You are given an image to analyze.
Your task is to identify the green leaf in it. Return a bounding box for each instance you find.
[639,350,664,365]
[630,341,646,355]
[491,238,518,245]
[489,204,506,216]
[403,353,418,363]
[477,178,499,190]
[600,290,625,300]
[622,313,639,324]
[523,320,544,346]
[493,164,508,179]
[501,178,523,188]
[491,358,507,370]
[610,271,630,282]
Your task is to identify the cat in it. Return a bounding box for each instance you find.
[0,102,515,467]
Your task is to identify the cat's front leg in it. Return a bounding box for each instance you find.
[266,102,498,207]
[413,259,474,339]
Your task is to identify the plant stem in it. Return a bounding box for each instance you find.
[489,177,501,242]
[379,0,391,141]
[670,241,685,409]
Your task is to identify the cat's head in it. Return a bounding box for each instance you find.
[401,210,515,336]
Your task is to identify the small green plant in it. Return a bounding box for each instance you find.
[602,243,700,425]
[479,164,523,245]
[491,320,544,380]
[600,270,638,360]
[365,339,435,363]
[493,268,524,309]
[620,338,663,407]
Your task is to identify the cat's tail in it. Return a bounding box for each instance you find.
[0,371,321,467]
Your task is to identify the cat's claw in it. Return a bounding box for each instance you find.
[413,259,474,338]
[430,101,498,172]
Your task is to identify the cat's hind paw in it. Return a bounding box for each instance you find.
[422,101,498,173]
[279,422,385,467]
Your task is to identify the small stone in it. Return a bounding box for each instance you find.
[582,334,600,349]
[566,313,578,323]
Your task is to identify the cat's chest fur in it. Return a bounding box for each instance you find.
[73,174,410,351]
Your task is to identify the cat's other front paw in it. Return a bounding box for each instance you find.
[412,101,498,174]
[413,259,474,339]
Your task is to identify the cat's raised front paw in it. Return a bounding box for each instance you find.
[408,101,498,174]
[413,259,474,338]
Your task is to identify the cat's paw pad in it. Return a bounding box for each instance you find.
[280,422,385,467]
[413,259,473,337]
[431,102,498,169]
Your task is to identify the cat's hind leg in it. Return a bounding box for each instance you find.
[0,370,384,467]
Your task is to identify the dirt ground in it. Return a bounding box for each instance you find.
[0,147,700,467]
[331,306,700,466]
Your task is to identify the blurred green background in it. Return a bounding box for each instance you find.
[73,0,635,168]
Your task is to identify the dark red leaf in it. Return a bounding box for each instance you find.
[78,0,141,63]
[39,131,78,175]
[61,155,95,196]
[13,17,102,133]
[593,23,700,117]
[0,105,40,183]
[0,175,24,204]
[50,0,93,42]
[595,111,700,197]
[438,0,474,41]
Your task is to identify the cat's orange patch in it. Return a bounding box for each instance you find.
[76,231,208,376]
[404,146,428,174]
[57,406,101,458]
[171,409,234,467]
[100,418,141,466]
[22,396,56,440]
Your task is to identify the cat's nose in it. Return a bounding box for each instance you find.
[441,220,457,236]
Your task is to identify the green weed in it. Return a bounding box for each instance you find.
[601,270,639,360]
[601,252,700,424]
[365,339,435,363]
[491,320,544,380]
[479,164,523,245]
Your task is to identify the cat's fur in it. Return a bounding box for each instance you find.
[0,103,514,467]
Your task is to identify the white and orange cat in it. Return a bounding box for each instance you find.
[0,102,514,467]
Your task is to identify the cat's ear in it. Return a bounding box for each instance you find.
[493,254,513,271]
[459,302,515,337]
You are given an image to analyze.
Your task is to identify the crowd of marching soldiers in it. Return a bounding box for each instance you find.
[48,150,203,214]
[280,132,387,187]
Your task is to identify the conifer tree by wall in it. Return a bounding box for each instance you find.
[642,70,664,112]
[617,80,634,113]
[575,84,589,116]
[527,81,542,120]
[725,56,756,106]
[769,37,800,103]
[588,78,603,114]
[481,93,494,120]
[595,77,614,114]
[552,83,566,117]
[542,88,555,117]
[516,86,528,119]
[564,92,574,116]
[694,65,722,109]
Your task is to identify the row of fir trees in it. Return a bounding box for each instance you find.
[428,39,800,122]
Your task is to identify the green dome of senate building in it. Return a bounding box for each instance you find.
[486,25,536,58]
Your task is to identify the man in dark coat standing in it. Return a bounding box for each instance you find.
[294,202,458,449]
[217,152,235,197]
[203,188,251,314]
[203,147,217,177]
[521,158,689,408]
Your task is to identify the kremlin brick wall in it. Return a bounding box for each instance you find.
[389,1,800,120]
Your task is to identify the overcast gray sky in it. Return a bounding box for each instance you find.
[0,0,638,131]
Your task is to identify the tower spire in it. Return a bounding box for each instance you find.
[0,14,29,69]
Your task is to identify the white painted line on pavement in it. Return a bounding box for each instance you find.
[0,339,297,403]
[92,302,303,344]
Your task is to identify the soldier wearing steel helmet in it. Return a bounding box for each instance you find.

_ _ _ _ _

§ Consigne
Recopiez fidèlement chaque ligne des enregistrements ci-dessus, du premier au dernier, sans rien y changer.

§ Réponse ci-dessous
You are given an image to analyze.
Your task is to identify the green leaf in it. Return a bounding box for each instance you find.
[639,350,664,365]
[630,341,646,355]
[491,238,518,245]
[489,204,506,216]
[403,353,418,363]
[477,178,499,190]
[600,290,625,300]
[622,313,639,324]
[523,320,544,346]
[493,164,508,179]
[501,178,523,188]
[491,358,507,370]
[610,271,630,282]
Your task is to identify the cat in it. Return a bounding box for each instance you find.
[0,102,515,467]
Your task is to identify the cat's front leg in it. Return a bounding box for each instance you find.
[266,102,498,207]
[413,259,474,339]
Your task is to identify the plant stem in it. Return a bounding box for each instance you find.
[489,177,501,242]
[379,0,391,141]
[670,241,685,409]
Your task is to identify the cat's head in it. Return a bounding box for each instance you find.
[401,210,515,336]
Your task is to identify the small green plant in it. Return a bounding box for each instance you find.
[602,243,700,425]
[479,164,523,245]
[491,320,544,380]
[600,270,638,360]
[365,339,435,363]
[493,268,524,309]
[620,338,663,407]
Your task is to identify the cat's tail in it. Return a bounding box for each instance you find.
[0,371,321,467]
Your task is to identify the cat's claw in it. Return a bounding box for each instance you find.
[413,259,474,338]
[430,101,498,172]
Your task is to identify the cat's hind paw in it. Return a bounding box for each instance you find.
[422,101,498,173]
[279,422,385,467]
Your task is to identify the small stone in it. Return a bounding box for each instance you find.
[582,334,600,349]
[566,313,578,323]
Your task is to identify the cat's chest fur in it. Return a bounding box for each instance you find.
[73,174,410,351]
Your task is to identify the cat's other front paw in it. Return a bounding box for each instance you find.
[412,101,498,174]
[413,259,474,339]
Your task is to identify the cat's raised front paw in it. Return a bounding box for each instance you find.
[408,101,498,174]
[413,259,474,338]
Your task is to identify the cat's paw pad in it. Return a bounding box for each instance you find.
[280,422,385,467]
[413,259,473,337]
[431,102,498,169]
Your task is to identify the cat's hind leg in it. Return a bounding box for each instance you find.
[0,370,384,467]
Your task is to identify the dirt ground in it. Return a bounding box for each instance you find.
[0,147,700,467]
[331,306,700,466]
Your task is to identify the blurred green background in it. Return a bounding box for each instance you find.
[73,0,635,168]
Your task is to identify the dark red leaf in it. Return a bounding box for each instance you find.
[78,0,141,63]
[39,131,78,175]
[61,155,95,196]
[13,17,102,133]
[593,23,700,117]
[0,105,40,183]
[0,175,24,204]
[50,0,93,42]
[595,111,700,197]
[438,0,474,41]
Your task is to identify the cat's orange patch in it. Return a bounding box for each instance you find.
[76,231,208,376]
[404,146,428,174]
[57,406,101,458]
[171,409,234,467]
[100,418,141,466]
[22,396,56,440]
Your task is to identify the cat's nose in it. Return a bounding box for each instance you find.
[441,220,457,236]
Your task is to identify the green weed in it. Return a bounding box for each instance you find.
[601,270,639,360]
[601,252,700,424]
[365,339,435,363]
[491,320,544,380]
[479,164,523,245]
Your task is to identify the cat's fur in it. Return a bounding box for each instance you find.
[0,103,514,467]
Your task is to identify the white and orange cat in it. Return a bounding box for each instance you find.
[0,102,514,467]
Your task is to identify the cat's ear in it. Return a bounding box for each instance you find.
[493,254,513,271]
[459,302,515,337]
You are given an image to analyze.
Your task is to identify the crowd of marching soldiers in it. Return a bounding box for each instance you find.
[48,150,203,214]
[280,132,387,187]
Your task is to identify the conifer tree by wall in it. Return a bounding box for each instance you find.
[642,70,664,112]
[617,80,634,113]
[575,84,589,116]
[527,81,542,120]
[725,56,756,106]
[769,37,800,103]
[588,78,603,114]
[481,93,494,120]
[595,77,614,114]
[552,83,566,117]
[542,88,555,117]
[516,86,528,119]
[564,92,574,116]
[694,65,722,109]
Your task is to identify the row of fir trees in it. Return a bounding box for each instance you find.
[428,39,800,122]
Your task is to identify the green dome of senate building in it. Return a bounding box for each instance you find.
[486,25,536,58]
Your task is to identify the man in dark coat standing in it. Return a bounding box for each instance you find.
[294,202,458,449]
[217,152,235,197]
[203,188,251,314]
[203,147,217,177]
[521,158,689,408]
Your task is to identify the kremlin brick wall in it. Return a bounding box for each instance you find.
[389,1,800,120]
Your task is to identify the overcast gray sky in it. Return a bounding box for each instance you find.
[0,0,638,131]
Your task is to identify the tower spire in it. Return a bounding box for each instance you find.
[0,14,29,69]
Your task is to identify the white painted line on pavement in it. Return a bounding box for each instance you find.
[0,339,297,403]
[92,302,303,344]
Your task is to identify the soldier wearing steel helmet in it. Return a bounding box for each instance you find.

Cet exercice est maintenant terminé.